◆ **DATA IN THIS EXERCISE**:

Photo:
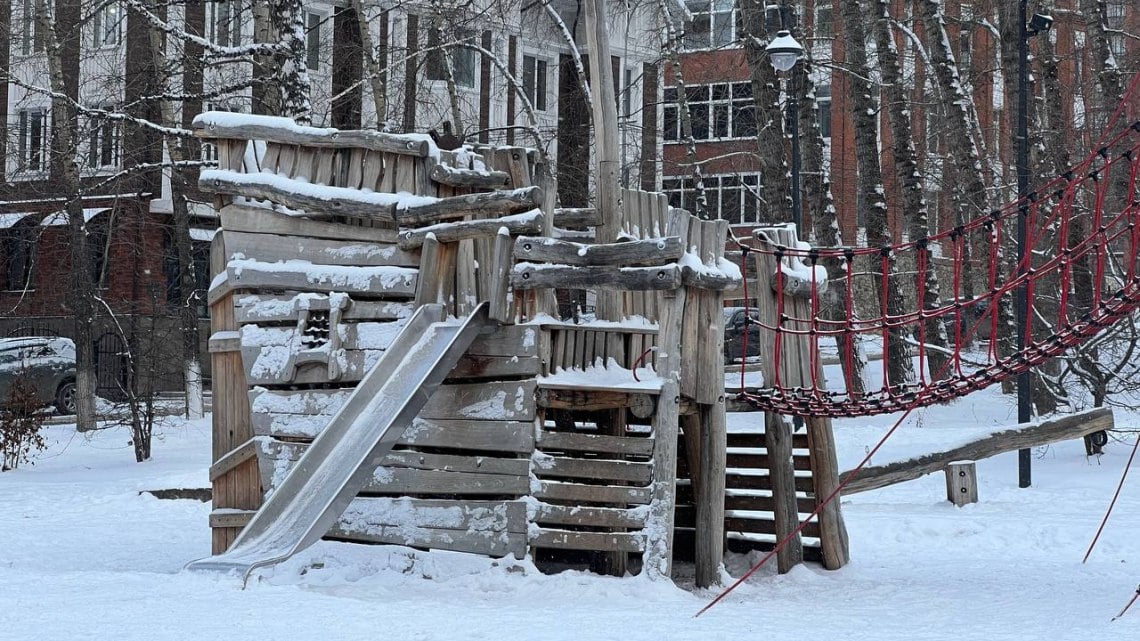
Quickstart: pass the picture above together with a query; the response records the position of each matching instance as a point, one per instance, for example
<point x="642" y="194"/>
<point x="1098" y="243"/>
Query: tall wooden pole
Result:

◆ **GOAL OF THE EXERCISE**:
Reproduce every line of the records above verbatim, leaving out the pictures.

◆ **EXERCISE RESPONSE**:
Photo:
Quickstart: pass the picture above together with a query; the response records the position of each matching instance as a point, one per instance, for example
<point x="642" y="194"/>
<point x="1098" y="243"/>
Query: tall wooden pole
Result:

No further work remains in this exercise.